### [Description of the task]
Update the rows from the start of the records through the line containing "point(461, 652)" by replacing "Mark a point" with "Place a point", keeping everything else unchanged.

### [The data]
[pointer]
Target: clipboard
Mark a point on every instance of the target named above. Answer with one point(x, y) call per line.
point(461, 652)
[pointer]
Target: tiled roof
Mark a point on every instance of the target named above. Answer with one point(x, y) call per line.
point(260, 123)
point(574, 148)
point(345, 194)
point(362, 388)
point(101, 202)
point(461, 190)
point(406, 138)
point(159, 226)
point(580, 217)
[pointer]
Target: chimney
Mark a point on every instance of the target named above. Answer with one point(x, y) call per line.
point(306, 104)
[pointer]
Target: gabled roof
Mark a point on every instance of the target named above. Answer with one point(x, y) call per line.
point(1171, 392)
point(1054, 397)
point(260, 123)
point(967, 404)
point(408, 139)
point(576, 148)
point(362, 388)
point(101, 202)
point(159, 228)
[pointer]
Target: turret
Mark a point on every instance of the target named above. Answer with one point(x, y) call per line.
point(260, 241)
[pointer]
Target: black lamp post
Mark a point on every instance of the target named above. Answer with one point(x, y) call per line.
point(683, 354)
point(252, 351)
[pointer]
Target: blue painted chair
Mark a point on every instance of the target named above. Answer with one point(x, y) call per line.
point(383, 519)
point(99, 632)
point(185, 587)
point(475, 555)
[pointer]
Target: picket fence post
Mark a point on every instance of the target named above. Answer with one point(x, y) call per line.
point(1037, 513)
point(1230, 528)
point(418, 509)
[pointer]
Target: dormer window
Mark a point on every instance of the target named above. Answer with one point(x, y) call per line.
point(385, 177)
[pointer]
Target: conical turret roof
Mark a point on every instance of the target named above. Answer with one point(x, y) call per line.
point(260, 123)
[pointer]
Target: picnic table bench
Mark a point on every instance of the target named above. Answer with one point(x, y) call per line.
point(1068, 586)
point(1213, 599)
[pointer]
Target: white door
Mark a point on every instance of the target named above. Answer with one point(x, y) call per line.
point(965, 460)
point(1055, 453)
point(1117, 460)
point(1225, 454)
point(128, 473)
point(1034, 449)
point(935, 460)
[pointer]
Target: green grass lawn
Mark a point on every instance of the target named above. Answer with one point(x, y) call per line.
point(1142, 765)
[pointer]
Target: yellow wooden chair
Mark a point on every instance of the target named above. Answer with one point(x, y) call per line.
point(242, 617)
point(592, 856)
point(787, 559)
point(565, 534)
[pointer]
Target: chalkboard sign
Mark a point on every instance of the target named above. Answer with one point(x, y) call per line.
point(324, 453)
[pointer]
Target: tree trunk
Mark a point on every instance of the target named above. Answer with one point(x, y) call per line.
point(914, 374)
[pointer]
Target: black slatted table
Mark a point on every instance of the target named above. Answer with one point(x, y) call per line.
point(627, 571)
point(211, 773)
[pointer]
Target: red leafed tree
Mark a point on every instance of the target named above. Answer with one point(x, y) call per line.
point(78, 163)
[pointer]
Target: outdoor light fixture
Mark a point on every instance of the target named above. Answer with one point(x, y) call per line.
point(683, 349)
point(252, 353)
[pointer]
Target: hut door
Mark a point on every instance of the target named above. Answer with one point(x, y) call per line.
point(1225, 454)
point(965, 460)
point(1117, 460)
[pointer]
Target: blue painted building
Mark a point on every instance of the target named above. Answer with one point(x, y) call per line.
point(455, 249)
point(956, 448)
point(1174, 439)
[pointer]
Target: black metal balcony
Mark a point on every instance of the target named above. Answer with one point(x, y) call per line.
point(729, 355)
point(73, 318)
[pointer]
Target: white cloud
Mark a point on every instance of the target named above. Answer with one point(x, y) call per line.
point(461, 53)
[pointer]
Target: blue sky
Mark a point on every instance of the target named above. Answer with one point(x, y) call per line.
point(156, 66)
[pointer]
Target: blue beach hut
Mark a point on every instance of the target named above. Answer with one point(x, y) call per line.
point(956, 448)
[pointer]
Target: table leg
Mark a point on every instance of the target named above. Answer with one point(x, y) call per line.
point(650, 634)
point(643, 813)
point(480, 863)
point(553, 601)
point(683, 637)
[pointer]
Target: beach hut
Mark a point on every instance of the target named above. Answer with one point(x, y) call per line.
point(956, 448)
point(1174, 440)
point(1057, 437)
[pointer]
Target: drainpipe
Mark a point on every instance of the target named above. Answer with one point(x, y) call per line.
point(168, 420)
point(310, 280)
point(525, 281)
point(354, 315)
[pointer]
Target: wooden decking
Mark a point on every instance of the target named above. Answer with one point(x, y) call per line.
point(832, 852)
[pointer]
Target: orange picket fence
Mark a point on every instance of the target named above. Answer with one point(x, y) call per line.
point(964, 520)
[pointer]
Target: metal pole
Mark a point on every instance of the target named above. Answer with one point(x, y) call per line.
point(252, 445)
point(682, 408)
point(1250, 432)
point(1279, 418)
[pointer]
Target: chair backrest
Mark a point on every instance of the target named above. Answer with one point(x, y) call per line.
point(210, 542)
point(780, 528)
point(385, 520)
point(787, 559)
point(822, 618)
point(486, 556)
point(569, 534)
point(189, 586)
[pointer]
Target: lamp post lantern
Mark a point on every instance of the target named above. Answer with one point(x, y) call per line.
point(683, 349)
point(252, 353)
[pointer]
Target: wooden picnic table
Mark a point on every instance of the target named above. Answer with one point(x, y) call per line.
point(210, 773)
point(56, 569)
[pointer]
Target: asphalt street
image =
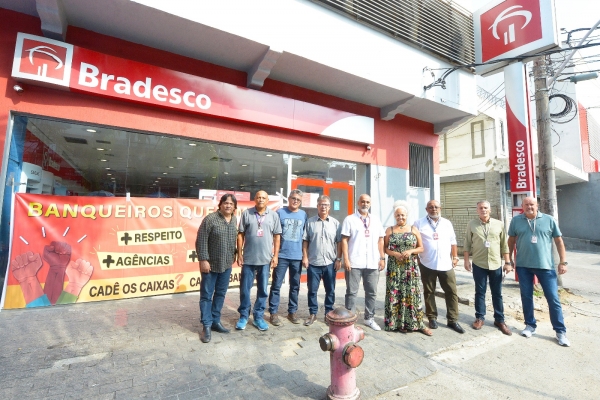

### [Reply to the task]
[pointer]
Target: clipboard
Place a point on every instance of the target named above. Answer with one point(x, y) call per line.
point(461, 652)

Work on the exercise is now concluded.